= Фрагмент текста =
Относительно элементов прекрасного целого подобие, или сходство (similitudo), понимается в смысле соответствия частей друг другу. Отдельные предметы, пишет Августин, могут существовать не только совместно с другими [предметами] такого же рода, но и в своей собственной единичности, если только они имеют сходные между собой части. И тело тем красивее, чем более сходные между собой части входят в его состав». Вся Вселенная состоит из «соответствующих друг другу вещей», ибо она создана «чрез высшее, неизменное и нетленное подобие того, кто все создал так, чтобы было прекрасным вследствие соответствия частей друг другу» (De Gen. ad lit. imp. 16, 59).
Подобие, или соответствие, членов друг другу образует их согласие (convenientia) в едином целом, что и возбуждает чувство удовольствия у всякого, созерцающего красивую вещь (De vera relig. 39, 72).
Примером прекрсной вещи, состоящей из сходных и соответствующих друг другу членов, выступает человеческое тело, красота которого постоянно приводит в восторг Августина. «Кажется, почти ничего не отнимается у тела, если остричь одну бровь, а между тем как много отнимается у красоты, которая состоит не в массе, но в равенстве (parilitas) и в соразмерности (dimensio) членов!» (De civ. Dei XI 22).
Относительно визуально воспринимаемой красоты Августин, как уже отмечалось, широко опирался на достижения античной эстетики, видевшей красоту в соразмерности (или соответствий) частей и приятности цвета. «Что есть красота тела?»— спрашивает он и отвечает: «Соответствие частей вместе с некоторой приятностью цвета» (Ер. III 4). Интересно, что именно эту античную формулу красоты Августин соединяет с христианской идеей воскресения тел. При всеобщем воскресении люди восстанут в своих телах, однако без тех дефектов и ущербностей, которые они имели при жизни, т. е. в своих прекрасных телах, какими они были в замысле Творца. Поэтому Бог исправит все тела по воскресении их примерно так же, как исправляет неудачную статую скульптор.

= Исходные данные =
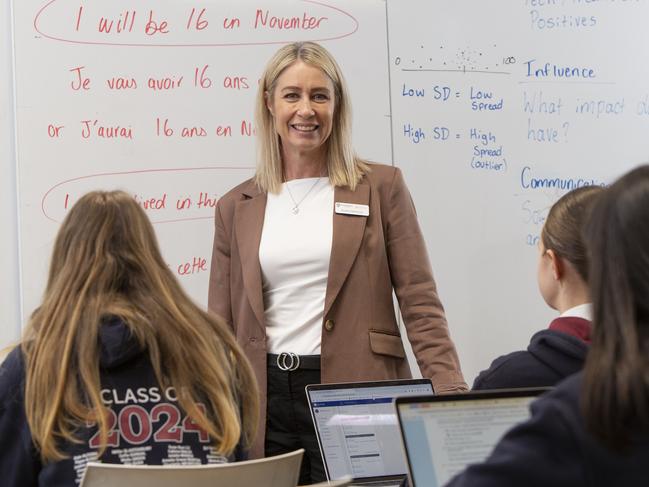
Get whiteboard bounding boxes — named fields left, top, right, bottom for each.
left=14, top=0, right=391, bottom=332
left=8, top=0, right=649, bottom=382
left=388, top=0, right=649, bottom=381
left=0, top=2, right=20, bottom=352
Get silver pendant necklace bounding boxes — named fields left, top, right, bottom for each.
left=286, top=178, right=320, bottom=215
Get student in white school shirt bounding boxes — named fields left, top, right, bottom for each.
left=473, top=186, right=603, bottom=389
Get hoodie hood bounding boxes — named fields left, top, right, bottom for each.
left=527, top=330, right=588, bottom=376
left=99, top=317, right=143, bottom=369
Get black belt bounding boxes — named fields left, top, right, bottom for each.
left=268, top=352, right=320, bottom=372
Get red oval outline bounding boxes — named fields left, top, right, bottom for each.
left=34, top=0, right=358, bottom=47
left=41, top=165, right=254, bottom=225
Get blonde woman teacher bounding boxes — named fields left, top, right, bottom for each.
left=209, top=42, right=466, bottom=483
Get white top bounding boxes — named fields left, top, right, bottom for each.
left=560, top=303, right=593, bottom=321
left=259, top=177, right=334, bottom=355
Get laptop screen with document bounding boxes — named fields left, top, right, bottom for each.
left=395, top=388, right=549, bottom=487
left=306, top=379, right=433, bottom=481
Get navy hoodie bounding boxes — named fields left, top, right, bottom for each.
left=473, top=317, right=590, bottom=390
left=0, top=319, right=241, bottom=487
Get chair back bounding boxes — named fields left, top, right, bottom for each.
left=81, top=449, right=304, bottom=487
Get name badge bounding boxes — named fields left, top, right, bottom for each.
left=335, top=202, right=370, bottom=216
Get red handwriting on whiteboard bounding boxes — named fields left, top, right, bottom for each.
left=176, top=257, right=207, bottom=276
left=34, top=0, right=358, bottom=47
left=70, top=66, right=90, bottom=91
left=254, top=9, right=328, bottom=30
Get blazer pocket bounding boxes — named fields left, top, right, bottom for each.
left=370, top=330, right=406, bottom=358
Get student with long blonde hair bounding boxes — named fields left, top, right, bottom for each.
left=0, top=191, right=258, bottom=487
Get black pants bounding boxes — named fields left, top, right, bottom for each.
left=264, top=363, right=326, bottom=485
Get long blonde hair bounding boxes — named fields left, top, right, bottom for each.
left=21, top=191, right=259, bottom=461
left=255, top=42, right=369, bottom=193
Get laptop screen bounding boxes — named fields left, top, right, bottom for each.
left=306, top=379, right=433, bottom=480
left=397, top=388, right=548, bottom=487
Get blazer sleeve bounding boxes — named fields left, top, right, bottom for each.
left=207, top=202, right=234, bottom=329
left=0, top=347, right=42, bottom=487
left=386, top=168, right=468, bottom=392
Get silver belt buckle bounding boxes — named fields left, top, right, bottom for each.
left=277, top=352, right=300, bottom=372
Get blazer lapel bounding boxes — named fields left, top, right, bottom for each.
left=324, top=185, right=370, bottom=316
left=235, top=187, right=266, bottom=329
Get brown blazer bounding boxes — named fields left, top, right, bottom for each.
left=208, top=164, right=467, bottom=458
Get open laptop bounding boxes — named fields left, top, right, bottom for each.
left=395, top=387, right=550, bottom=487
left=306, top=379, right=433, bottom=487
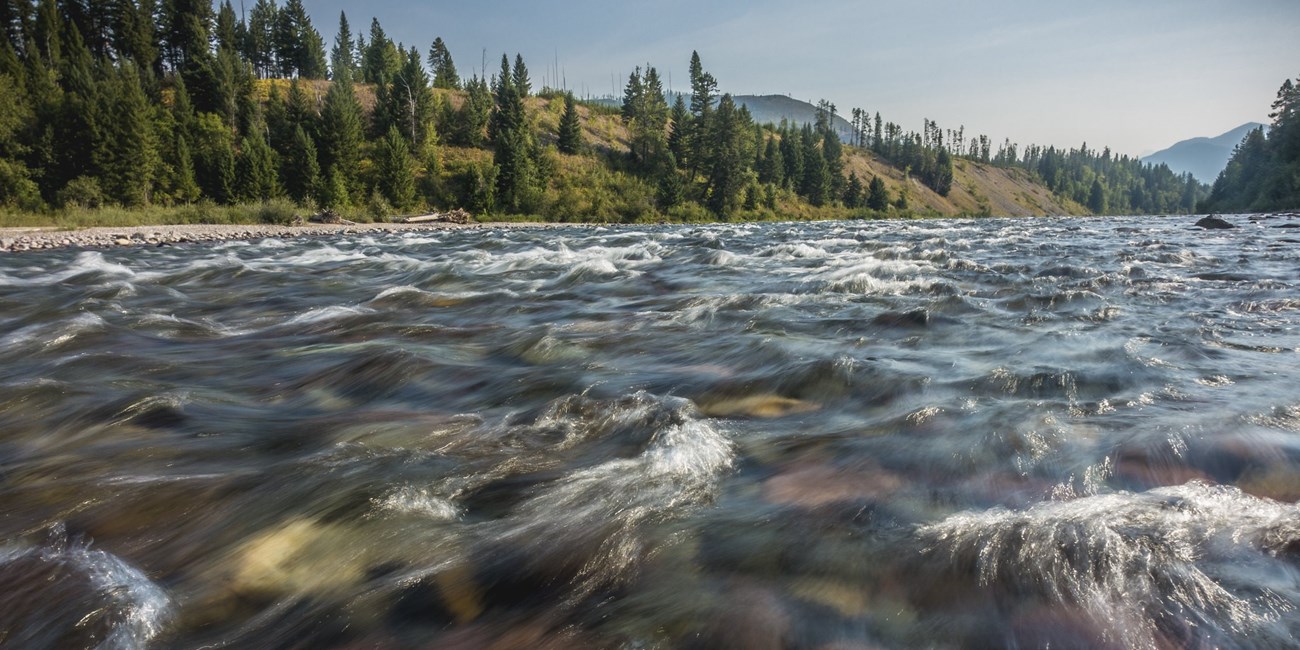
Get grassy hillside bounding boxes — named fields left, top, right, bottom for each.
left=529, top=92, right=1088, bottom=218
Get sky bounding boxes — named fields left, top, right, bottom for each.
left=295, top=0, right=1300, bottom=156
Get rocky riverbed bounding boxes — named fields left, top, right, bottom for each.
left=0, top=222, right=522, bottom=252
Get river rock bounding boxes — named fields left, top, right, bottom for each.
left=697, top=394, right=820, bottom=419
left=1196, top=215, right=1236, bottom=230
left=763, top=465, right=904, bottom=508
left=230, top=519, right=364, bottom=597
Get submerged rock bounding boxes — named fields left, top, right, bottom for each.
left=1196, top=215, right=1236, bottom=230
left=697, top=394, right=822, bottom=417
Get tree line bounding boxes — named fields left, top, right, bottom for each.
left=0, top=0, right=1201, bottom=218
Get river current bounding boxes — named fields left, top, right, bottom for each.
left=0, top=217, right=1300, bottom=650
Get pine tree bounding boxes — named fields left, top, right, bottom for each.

= Задание 1 =
Ответьте по фрагменту об эстетике Августина:
(a) Какое латинское слово указано для понятия «согласие»?
(b) Как Августин отвечает на вопрос «Что есть красота тела?»?
(c) С кем сравнивается Бог, который исправит тела по воскресении?
= Задание 2 =
Выпишите из фрагмента об эстетике Августина все латинские термины, которые приведены в скобках как перевод русских понятий. Рядом с каждым укажите соответствующее русское слово.

= Верный ответ 1 =
(a) Convenientia.
(b) «Соответствие частей вместе с некоторой приятностью цвета».
(c) Со скульптором, который исправляет неудачную статую.

= Верный ответ 2 =
similitudo — подобие, или сходство
convenientia — согласие
parilitas — равенство
dimensio — соразмерность